**JOB 1**.
In the records, can you change "outline" to "boundary" in every line starting with the line with "Please drop a marker on every instance of the star" and going on through the line with "<point>199,162</point>", and return only those lines with nothing else altered?

**EXCERPTED TEXT**.
====================

For further analysis, we can see the data for one player

In [None]:
single_df = df.groupby('name')
single_df.get_group('Harry Kane') 

We can confirm form looking at the dataset for Harry Kane that GW 7 has been omitted so we can carry on with our analysis

In [None]:
df.info()

We can now check the datatypes for all the columns in the dataset. Name, team, position, and kickoff_time are all of object. We can leave those for now until we think they will be necessary for our analysis. 

Was_home is of bool type. We can change this to integer later on since it may be useful later on.

In [None]:
df.head()

In [None]:
df.tail()

In [None]:
df.sample(10)

Let us check to see if there are any duplicate rows

In [None]:
df[df.duplicated()]

No duplicate rows were found.
Let us also check if any columns have duplicate values

In [None]:
df.T.duplicated()

We can see that GW has duplicate values. This is expected since each player has a corresponding gameweek. For example, each player played in gameweek 1 so 1 will be duplicated 777 times

Let us check for null values

In [None]:
df['element'].head(30)

In [None]:
df.isna().sum() # Checking for any null values

There are no null values present in the dataset

### Preliminary Exploratory Data Analysis(EDA)
In our preliminary data analysis we will:
1. look at null and unique values
2. look at how each position contributes to total points
3. criterias that contribute to more points and negative points


Let's start by looking at the statistical analysis of our columns

In [None]:
df.describe()

From this, we can see the minimum and maximum values of all our integer columns as well as the average values.

Our dataset has too many columns. Let us see if we can reduce the number of columns by only selecting the important columns that we will be using for our analysis.

In [None]:
pl_df=df.groupby(['name', 'team', 'position']).agg(
    total_points=('total_points', 'sum'),
        minutes=('minutes', 'sum'),
        goals_scored=('goals_scored', 'sum'),
        assists=('assists', 'sum'),
        clean_sheets=('clean_sheets', 'sum'),
        saves=('saves', 'sum'),
        penalties_saved=('penalties_saved', 'sum'),
        penalties_missed=('penalties_missed', 'sum'),
        goals_conceded=('goals_conceded', 'sum'),
        own_goals=('own_goals', 'sum'),
        yellow_cards=('yellow_cards', 'sum'),
        red_cards=('red_cards', 'sum'),
).reset_index().sort_values('total_points', ascending=False)
current_player_team =  df.loc[df['GW'] == 30, ['name', 'team', 'position', 'value']]
player_df = pl_df.merge(current_player_team, on=['name', 'position', 'team'])
player_df


We created a new dataset called player_df which contains 16 important columns out of the initial 26 columns. The columns we selected are the columns we expect to have some impact on the total points earned by players. These columns include name, team, position, total_points, goals_scored,etc

We can also notice that we now have 754 rows. This is because during the course of the season, certain players get transferred out to other leagues and some get transferred in. To make sure we get the players present at the end of the season, we looked at players available after gameweek 30 which happens after the transfer seasons of the league

In [None]:
duplicate_names = player_df[player_df.duplicated(subset='name', keep=False)]
duplicate_names

We checked to see if we had any duplicate player names and found that Ben Davies appears twice. This is because they are 2 different players in two different teams so we can leave it the way it is.

====================

**EXERCISE INPUT**.
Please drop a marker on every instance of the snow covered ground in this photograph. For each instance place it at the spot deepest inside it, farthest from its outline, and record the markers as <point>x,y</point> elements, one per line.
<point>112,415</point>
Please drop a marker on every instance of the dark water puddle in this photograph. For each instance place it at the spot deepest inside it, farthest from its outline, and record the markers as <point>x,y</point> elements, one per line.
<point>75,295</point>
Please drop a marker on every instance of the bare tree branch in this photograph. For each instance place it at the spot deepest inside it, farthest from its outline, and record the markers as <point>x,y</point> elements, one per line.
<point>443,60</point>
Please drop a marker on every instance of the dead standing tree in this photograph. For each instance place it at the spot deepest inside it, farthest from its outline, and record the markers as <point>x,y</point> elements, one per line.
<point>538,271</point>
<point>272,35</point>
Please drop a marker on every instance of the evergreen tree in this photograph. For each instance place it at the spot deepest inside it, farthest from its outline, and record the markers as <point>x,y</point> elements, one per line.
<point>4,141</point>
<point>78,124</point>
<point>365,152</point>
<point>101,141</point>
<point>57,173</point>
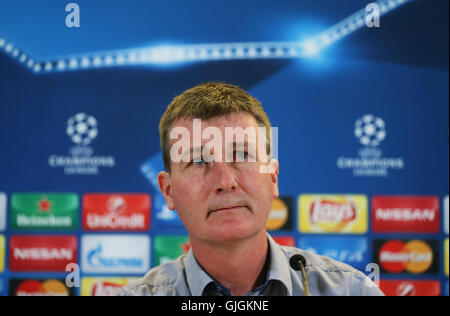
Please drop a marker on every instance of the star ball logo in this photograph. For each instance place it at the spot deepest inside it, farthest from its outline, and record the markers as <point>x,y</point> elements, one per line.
<point>370,132</point>
<point>82,130</point>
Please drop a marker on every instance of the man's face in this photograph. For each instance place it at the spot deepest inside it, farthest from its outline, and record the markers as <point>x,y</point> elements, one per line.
<point>221,200</point>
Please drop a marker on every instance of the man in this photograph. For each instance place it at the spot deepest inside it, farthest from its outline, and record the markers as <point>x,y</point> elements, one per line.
<point>222,189</point>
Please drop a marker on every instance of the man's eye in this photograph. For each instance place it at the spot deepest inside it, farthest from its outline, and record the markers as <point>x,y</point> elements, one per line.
<point>241,155</point>
<point>199,162</point>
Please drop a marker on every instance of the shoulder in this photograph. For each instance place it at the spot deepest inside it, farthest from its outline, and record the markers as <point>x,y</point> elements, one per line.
<point>330,277</point>
<point>167,279</point>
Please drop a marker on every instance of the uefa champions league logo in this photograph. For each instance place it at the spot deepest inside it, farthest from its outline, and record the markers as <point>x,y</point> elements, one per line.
<point>370,132</point>
<point>82,128</point>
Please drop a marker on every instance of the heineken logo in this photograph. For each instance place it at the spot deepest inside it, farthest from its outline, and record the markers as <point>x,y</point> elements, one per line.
<point>44,211</point>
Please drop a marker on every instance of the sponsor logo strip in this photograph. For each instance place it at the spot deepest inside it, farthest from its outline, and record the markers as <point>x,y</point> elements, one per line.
<point>39,287</point>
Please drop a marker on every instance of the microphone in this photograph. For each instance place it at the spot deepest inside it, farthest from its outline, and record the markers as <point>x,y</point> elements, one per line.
<point>298,263</point>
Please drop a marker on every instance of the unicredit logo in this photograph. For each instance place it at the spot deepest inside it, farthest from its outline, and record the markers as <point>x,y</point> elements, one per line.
<point>406,214</point>
<point>128,212</point>
<point>325,211</point>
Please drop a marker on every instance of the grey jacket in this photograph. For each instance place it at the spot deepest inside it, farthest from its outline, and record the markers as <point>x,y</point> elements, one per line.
<point>327,277</point>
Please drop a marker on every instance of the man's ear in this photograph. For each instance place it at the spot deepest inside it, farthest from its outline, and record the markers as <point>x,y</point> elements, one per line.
<point>165,185</point>
<point>275,167</point>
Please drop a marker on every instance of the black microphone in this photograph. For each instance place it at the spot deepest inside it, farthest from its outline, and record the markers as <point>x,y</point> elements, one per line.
<point>298,263</point>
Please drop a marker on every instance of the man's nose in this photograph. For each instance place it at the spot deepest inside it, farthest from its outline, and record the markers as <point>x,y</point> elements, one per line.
<point>225,180</point>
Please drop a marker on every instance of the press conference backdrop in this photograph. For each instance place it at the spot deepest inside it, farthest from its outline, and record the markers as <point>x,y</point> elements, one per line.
<point>362,117</point>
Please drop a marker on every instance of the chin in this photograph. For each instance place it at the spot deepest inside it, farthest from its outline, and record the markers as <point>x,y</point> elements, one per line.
<point>231,233</point>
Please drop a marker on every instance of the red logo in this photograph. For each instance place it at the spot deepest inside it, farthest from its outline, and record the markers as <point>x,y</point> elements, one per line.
<point>410,288</point>
<point>415,256</point>
<point>111,212</point>
<point>405,214</point>
<point>284,240</point>
<point>42,254</point>
<point>105,288</point>
<point>327,211</point>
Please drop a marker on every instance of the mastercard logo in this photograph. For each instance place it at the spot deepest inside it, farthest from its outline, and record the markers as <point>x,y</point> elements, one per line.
<point>278,215</point>
<point>46,288</point>
<point>415,256</point>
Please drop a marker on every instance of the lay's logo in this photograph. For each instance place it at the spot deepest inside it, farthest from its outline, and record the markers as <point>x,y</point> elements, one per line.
<point>333,213</point>
<point>103,286</point>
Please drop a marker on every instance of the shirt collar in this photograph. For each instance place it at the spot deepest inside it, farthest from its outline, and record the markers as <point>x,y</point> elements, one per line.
<point>198,279</point>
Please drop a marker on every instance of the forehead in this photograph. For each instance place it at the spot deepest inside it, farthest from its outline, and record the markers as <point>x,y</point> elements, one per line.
<point>230,120</point>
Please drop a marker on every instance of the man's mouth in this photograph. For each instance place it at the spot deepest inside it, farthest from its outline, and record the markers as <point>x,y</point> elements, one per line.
<point>227,209</point>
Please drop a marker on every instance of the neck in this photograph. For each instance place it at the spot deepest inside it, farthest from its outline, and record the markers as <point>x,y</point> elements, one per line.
<point>237,265</point>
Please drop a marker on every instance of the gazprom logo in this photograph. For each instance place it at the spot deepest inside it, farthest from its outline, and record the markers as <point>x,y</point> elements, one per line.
<point>115,254</point>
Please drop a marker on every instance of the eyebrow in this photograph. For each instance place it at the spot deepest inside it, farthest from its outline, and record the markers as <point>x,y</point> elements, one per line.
<point>235,145</point>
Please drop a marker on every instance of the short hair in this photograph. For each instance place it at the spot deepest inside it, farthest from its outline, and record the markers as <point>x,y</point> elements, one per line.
<point>205,101</point>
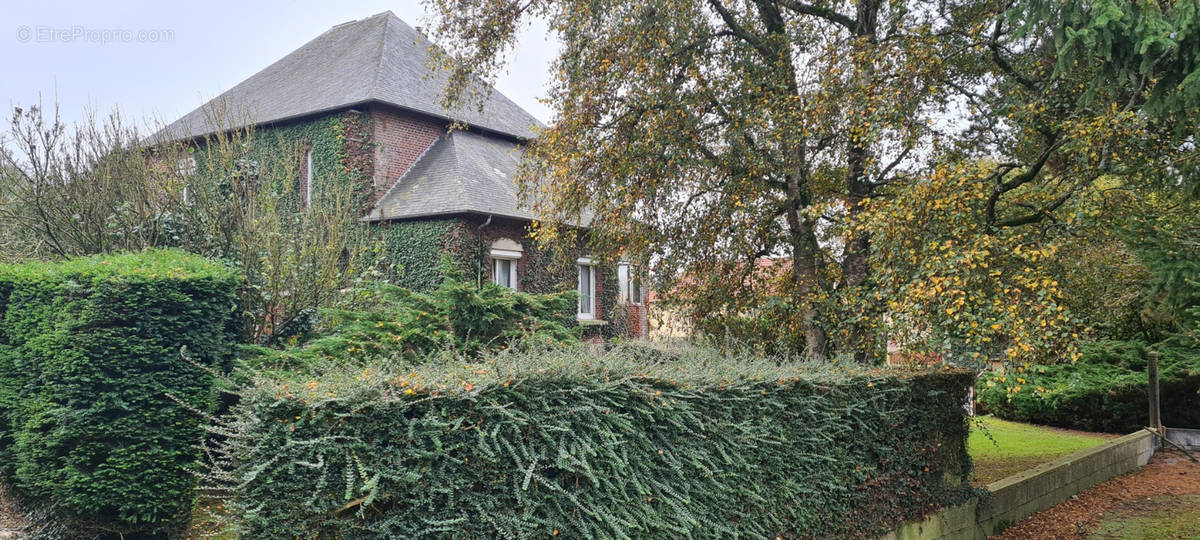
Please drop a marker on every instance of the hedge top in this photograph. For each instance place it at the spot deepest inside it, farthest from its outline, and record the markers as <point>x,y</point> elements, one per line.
<point>145,265</point>
<point>687,367</point>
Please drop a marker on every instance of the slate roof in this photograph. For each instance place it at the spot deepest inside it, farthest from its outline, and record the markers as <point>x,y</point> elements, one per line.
<point>462,172</point>
<point>377,59</point>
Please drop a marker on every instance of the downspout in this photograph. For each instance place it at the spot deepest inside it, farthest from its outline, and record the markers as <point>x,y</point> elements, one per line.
<point>480,257</point>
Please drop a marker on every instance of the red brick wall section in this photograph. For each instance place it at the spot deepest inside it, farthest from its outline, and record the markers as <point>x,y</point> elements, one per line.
<point>358,133</point>
<point>400,139</point>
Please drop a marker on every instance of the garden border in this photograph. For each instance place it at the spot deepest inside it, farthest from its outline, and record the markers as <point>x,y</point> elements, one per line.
<point>1029,492</point>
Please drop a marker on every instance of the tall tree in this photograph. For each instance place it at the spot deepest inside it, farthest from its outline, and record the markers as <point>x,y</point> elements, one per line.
<point>883,148</point>
<point>715,131</point>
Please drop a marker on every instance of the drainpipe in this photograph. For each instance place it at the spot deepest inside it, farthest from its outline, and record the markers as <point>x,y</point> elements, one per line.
<point>479,233</point>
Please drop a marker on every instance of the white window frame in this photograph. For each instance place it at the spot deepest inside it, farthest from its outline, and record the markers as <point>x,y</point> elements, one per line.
<point>307,178</point>
<point>511,273</point>
<point>580,264</point>
<point>627,276</point>
<point>510,251</point>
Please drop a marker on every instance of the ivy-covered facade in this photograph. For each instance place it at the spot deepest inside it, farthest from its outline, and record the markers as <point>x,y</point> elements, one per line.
<point>436,187</point>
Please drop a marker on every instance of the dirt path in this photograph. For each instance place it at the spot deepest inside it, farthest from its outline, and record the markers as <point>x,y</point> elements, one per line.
<point>10,517</point>
<point>1165,483</point>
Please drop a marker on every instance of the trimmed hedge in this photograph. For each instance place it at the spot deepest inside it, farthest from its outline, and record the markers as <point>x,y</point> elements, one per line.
<point>379,319</point>
<point>1105,390</point>
<point>624,444</point>
<point>89,351</point>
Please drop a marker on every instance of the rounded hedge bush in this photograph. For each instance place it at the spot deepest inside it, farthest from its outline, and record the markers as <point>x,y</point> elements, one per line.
<point>100,360</point>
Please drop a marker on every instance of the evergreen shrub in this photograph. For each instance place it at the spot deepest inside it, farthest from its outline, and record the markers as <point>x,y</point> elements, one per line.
<point>90,348</point>
<point>1105,390</point>
<point>623,444</point>
<point>378,319</point>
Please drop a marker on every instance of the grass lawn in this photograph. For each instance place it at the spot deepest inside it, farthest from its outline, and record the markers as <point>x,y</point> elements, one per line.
<point>1163,517</point>
<point>1015,447</point>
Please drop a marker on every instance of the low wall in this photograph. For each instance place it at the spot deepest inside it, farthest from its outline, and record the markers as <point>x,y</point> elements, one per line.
<point>1032,491</point>
<point>1186,438</point>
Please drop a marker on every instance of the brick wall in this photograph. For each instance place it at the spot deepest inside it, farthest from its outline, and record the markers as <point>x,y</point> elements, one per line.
<point>400,138</point>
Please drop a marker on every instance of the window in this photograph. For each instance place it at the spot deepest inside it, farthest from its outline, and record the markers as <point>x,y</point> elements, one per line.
<point>587,289</point>
<point>307,178</point>
<point>505,253</point>
<point>505,274</point>
<point>630,285</point>
<point>186,168</point>
<point>636,294</point>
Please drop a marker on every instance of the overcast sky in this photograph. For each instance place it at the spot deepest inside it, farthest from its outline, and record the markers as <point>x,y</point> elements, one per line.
<point>159,60</point>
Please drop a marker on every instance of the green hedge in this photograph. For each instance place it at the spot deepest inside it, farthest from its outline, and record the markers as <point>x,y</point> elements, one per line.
<point>624,444</point>
<point>381,319</point>
<point>89,351</point>
<point>1105,390</point>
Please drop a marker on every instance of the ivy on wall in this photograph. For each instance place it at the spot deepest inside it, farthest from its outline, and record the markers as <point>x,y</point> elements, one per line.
<point>411,252</point>
<point>341,145</point>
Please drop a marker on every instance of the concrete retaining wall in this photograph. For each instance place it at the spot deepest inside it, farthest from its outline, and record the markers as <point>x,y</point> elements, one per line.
<point>1023,495</point>
<point>1186,438</point>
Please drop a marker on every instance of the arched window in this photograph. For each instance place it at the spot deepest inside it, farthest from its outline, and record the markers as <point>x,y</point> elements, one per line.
<point>505,253</point>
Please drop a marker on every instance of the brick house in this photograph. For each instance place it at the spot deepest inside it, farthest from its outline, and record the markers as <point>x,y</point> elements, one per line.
<point>435,192</point>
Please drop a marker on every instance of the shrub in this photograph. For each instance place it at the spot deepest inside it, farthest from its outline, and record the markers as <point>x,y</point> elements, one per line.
<point>381,319</point>
<point>582,445</point>
<point>1105,390</point>
<point>90,349</point>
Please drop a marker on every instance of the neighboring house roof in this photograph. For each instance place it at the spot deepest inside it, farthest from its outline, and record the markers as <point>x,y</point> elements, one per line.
<point>462,172</point>
<point>377,59</point>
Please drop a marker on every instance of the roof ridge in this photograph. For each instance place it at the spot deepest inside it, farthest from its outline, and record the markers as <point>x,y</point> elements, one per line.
<point>383,51</point>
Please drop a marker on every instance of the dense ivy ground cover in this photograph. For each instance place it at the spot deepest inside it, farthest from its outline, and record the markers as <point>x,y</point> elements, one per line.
<point>91,365</point>
<point>378,319</point>
<point>1105,390</point>
<point>625,444</point>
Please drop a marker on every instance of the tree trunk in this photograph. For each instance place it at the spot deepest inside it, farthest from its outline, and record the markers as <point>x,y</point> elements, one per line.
<point>857,250</point>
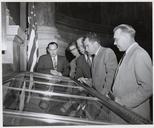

====================

**JOB 2**.
What comes next in the analysis of football player points data? Continue it from its final sentence.

**EXERCISE RESPONSE 1**.
Please drop a marker on every instance of the star ball logo in this photograph. For each instance place it at the spot deepest inside it, farthest from its boundary, and record the markers as <point>x,y</point> elements, one per line.
<point>370,132</point>
<point>82,130</point>
Please drop a marker on every instance of the man's face in this photograph. For each instance place it at the spot deepest inside it, farthest from its boundary, and record the markers as <point>x,y</point> elements, one per line.
<point>221,200</point>
Please drop a marker on every instance of the man in this photograph. For each instance place it at the spot deepest inside it, farthest from its boundary, and record the markers as <point>x,y</point> elements, one per line.
<point>222,189</point>
Please drop a marker on every instance of the man's eye in this photograph. For each instance place it at the spot deepest inside it, farthest from its boundary, and record the markers as <point>x,y</point> elements, one per line.
<point>241,155</point>
<point>199,162</point>

**EXERCISE RESPONSE 2**.
In [None]:
player_df.info()

To begin our analysis, we first look at the top 20 players based on total points earned in the season.

In [None]:
top_20_players = player_df.sort_values(by='total_points', ascending=False).head(20)
top_20_players

In [None]:
plt.figure(figsize=(12, 6))
bars = plt.bar(top_20_players['name'] + ' (' + top_20_players['position'] + ', ' + top_20_players['team'] + ')', top_20_players['total_points'], color='skyblue')

# Display total points on the bars
for bar, point in zip(bars, top_20_players['total_points']):
    plt.text(bar.get_x() + bar.get_width() / 2, bar.get_height() + 1, str(point), ha='center', va='bottom')

plt.xlabel('Player (Position, Club)')
plt.ylabel('Total Points')
plt.title('Top 20 Players with the Most Total Points for the Season')
plt.xticks(rotation=45, ha='right')  # Rotate x-axis labels for better readability
plt.tight_layout()

# Show the plot
plt.show()

We can see that the players with the most points were Erling Haaland, Harry Kane and Mohammed Salah. We will see what attributes contributed to them accumulcation so much points.

In [None]:
grouping_players = top_20_players.groupby('position')

# Define colors for each position
colors = {'FWD': 'blue', 'MID': 'green', 'DEF': 'orange', 'GK': 'red'}

# Create a figure and axis
plt.figure(figsize=(12, 6))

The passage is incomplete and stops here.